Reproduce all of the material below, substituting "positions" for every occurrence of "coordinates" and changing nothing else.

### [DATA FOR THIS EXERCISE]
-------------------------

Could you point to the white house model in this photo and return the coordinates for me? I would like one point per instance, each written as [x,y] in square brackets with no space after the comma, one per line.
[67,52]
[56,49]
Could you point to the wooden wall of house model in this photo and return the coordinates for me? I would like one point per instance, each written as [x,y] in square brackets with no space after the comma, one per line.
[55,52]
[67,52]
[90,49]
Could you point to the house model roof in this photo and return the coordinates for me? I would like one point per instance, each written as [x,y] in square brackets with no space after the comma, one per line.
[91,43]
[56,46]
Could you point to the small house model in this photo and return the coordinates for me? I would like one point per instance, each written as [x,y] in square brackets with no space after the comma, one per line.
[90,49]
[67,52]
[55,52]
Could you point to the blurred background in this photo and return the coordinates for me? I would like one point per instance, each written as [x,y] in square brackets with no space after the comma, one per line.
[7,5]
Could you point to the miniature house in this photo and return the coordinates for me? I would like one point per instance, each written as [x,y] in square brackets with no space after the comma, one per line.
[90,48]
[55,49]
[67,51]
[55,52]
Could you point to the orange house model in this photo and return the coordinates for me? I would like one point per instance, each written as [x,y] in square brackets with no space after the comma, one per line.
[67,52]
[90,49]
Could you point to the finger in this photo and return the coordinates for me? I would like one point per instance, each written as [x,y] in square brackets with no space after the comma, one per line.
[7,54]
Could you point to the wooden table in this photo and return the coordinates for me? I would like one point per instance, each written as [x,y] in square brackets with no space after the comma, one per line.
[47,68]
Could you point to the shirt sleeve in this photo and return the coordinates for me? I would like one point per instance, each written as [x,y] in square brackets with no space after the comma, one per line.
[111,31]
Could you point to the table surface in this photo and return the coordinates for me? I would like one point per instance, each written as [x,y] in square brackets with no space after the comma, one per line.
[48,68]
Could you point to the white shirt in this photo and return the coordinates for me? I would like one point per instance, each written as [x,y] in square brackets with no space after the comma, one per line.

-------------------------

### [SOLUTION BELOW]
Could you point to the white house model in this photo and return the positions for me? I would like one point per instance, each written as [x,y] in square brackets with no space after the comma, one per line.
[67,52]
[56,49]
Could you point to the wooden wall of house model in this photo and return the positions for me? I would like one point per instance, each written as [x,y] in square brackets with no space after the comma, one per line.
[55,52]
[67,52]
[90,49]
Could you point to the house model roof in this photo and return the positions for me? I would like one point per instance, each written as [x,y] in square brackets with no space after the comma, one per line.
[91,43]
[56,46]
Could you point to the small house model in this photo and return the positions for me? I would like one point per instance, each written as [x,y] in square brackets with no space after the comma, one per line.
[90,49]
[67,52]
[55,52]
Could you point to the blurred background in this photo and return the positions for me? I would like one point per instance, each written as [x,y] in square brackets with no space after the comma, one per line.
[7,5]
Could you point to the miniature house in this photo and return the positions for me? I would like one point per instance, each written as [x,y] in square brackets with no space after the comma, one per line.
[90,48]
[55,49]
[67,51]
[55,52]
Could you point to the orange house model in this photo and return the positions for me? I would like one point per instance, each written as [x,y] in square brackets with no space after the comma, one per line.
[67,52]
[90,49]
Could you point to the finger in this photo and return the positions for me? I would like one point per instance, each written as [x,y] in square brackets with no space after the comma, one per line.
[7,54]
Could you point to the wooden table in this photo and return the positions for me? I would like one point per instance, each written as [x,y] in square brackets with no space after the comma, one per line.
[47,68]
Could you point to the shirt sleeve in this photo and return the positions for me? I would like one point per instance, each written as [x,y] in square brackets with no space after the comma, one per line.
[111,31]
Could you point to the table surface in this photo and return the positions for me? I would like one point per instance, each written as [x,y] in square brackets with no space after the comma, one per line.
[48,68]
Could you point to the white shirt in this photo and return the positions for me? I would like one point per instance, each written as [x,y] in square brackets with no space after the comma, one per line.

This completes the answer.